§ **Challenge**
Rewrite all of the data below, substituting "place a point" for every occurrence of "drop a dot" and leaving everything else unchanged.

§ **Provided entries**

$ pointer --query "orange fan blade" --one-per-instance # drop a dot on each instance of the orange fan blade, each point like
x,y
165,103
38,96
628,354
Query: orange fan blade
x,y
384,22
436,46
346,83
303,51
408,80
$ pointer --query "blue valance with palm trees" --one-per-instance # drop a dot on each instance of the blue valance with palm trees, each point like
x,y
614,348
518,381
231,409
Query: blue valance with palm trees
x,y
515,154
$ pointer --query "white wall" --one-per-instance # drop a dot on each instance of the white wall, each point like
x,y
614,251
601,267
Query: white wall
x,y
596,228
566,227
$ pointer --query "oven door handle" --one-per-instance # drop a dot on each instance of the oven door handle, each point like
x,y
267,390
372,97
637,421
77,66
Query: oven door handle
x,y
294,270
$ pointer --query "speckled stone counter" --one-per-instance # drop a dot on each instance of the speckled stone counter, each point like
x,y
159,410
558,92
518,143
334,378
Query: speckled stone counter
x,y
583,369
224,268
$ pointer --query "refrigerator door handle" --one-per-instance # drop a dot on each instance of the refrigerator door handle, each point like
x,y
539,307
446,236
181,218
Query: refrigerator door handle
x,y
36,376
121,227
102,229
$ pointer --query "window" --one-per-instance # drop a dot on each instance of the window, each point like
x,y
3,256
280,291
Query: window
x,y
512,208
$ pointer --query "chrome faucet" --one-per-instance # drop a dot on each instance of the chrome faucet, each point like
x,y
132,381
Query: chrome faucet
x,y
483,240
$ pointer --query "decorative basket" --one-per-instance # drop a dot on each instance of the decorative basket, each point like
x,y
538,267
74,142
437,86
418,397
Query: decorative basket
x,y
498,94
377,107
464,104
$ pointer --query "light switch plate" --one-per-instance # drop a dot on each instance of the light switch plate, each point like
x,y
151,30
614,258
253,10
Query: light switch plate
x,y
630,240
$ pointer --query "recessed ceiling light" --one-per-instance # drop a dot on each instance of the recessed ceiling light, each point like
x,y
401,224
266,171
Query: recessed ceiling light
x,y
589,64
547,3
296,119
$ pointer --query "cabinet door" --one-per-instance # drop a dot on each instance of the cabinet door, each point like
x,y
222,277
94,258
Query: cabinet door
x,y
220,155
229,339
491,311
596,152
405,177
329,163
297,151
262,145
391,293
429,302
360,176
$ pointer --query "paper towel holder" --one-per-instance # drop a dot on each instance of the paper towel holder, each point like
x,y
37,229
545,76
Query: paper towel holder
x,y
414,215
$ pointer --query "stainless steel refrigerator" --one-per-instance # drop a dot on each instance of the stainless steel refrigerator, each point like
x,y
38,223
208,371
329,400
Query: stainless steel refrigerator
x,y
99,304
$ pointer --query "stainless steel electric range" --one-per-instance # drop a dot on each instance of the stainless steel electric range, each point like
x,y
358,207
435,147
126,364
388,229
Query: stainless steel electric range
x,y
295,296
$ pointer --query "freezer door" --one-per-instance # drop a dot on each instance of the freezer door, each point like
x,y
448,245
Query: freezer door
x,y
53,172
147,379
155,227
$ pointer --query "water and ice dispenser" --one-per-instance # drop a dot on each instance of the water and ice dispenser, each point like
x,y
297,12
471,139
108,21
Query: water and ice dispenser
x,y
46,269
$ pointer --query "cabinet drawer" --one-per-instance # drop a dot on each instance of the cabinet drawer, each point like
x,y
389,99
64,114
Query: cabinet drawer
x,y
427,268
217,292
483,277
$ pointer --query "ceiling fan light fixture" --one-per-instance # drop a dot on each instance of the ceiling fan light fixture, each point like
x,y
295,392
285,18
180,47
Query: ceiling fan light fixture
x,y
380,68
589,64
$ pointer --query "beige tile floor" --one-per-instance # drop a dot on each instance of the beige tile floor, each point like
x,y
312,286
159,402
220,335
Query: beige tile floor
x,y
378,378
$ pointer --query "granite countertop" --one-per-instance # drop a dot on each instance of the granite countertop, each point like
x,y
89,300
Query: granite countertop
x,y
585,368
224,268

§ **Task solution**
$ pointer --query "orange fan blade" --one-per-instance # place a point on each instance of the orange fan blade, each point like
x,y
165,103
38,96
628,354
Query: orange fan blade
x,y
384,22
436,46
346,83
303,51
408,80
$ pointer --query "blue valance with palm trees" --one-per-instance # place a point on each instance of the blue valance with palm trees, each point like
x,y
614,348
518,381
231,409
Query: blue valance with palm trees
x,y
515,154
$ pointer --query "white wall" --one-per-instance # place a point on each instance of the white wall, each point like
x,y
614,251
601,267
Query: white wall
x,y
596,228
566,227
$ pointer --query "oven door handle" --one-per-instance # place a point on each instance of the oven door handle, each point like
x,y
267,390
372,97
637,421
77,66
Query: oven door handle
x,y
294,270
$ pointer --query "speckled stone counter" --one-per-instance # place a point on each instance of the speckled stone counter, each point like
x,y
159,410
558,92
518,143
334,378
Query: speckled stone counter
x,y
583,369
224,268
$ pointer --query "refrigerator door handle" --one-per-instance # place a point on each instance of the refrigerator door handle, each point like
x,y
539,307
446,236
181,218
Query: refrigerator door handle
x,y
36,376
121,227
102,229
$ pointer --query "window" --one-per-instance # place a point on each instance of the window, each point like
x,y
3,256
280,291
Query: window
x,y
512,208
$ pointer --query "chrome faucet" --one-per-instance # place a point on each instance of the chrome faucet, each point like
x,y
132,381
Query: chrome faucet
x,y
483,240
$ pointer --query "decorative basket" --one-per-instance # place a point on each instance of the decorative basket, each point like
x,y
538,267
74,142
437,86
418,397
Query: decorative basket
x,y
498,94
377,107
464,104
$ pointer --query "light switch plate" --one-per-instance # place a point on each instance of the light switch plate, each point like
x,y
151,30
614,258
253,10
Query: light switch plate
x,y
630,240
$ pointer --query "recessed ceiling light" --one-per-instance # place a point on each instance of the recessed ceiling light, each point like
x,y
401,224
266,171
Query: recessed ceiling light
x,y
589,64
547,3
296,119
$ pointer --query "cabinet door" --one-per-instance # place a point on each instance of the cabinet door, each point like
x,y
222,277
94,258
Query: cabinet door
x,y
220,155
229,339
491,311
596,152
405,177
329,163
297,151
262,145
391,293
429,302
360,176
$ pointer --query "paper towel holder" --one-per-instance # place a point on each instance of the paper towel holder, each point like
x,y
37,229
545,76
Query: paper towel holder
x,y
414,215
$ pointer --query "stainless steel refrigerator" --one-per-instance # place a point on each instance of the stainless steel refrigerator, each point like
x,y
38,223
208,371
329,400
Query: stainless steel refrigerator
x,y
99,304
$ pointer --query "stainless steel electric range" --one-per-instance # place a point on each instance of the stainless steel electric range, each point like
x,y
358,207
435,147
126,364
388,229
Query: stainless steel electric range
x,y
295,296
$ pointer --query "freezer door" --one-per-instance # place a point on each instance of the freezer door, each point like
x,y
448,245
Query: freezer door
x,y
53,172
147,379
155,227
$ pointer --query "water and ice dispenser" --one-per-instance # place a point on each instance of the water and ice dispenser, each point like
x,y
297,12
471,139
108,21
Query: water and ice dispenser
x,y
46,269
$ pointer --query "cabinet drawer" --one-per-instance # place a point on each instance of the cabinet drawer, each point like
x,y
389,99
64,114
Query: cabinet drawer
x,y
427,268
217,292
483,277
$ pointer --query "ceiling fan light fixture" --one-per-instance # place a point on each instance of the ceiling fan light fixture, each point like
x,y
295,392
285,18
180,47
Query: ceiling fan light fixture
x,y
380,68
589,64
$ pointer --query "beige tile floor" --one-per-instance # place a point on each instance of the beige tile floor, each point like
x,y
312,286
159,402
220,335
Query: beige tile floor
x,y
378,378
$ pointer --query "granite countertop" --one-per-instance # place a point on each instance of the granite countertop, each point like
x,y
89,300
Query: granite countertop
x,y
585,368
224,268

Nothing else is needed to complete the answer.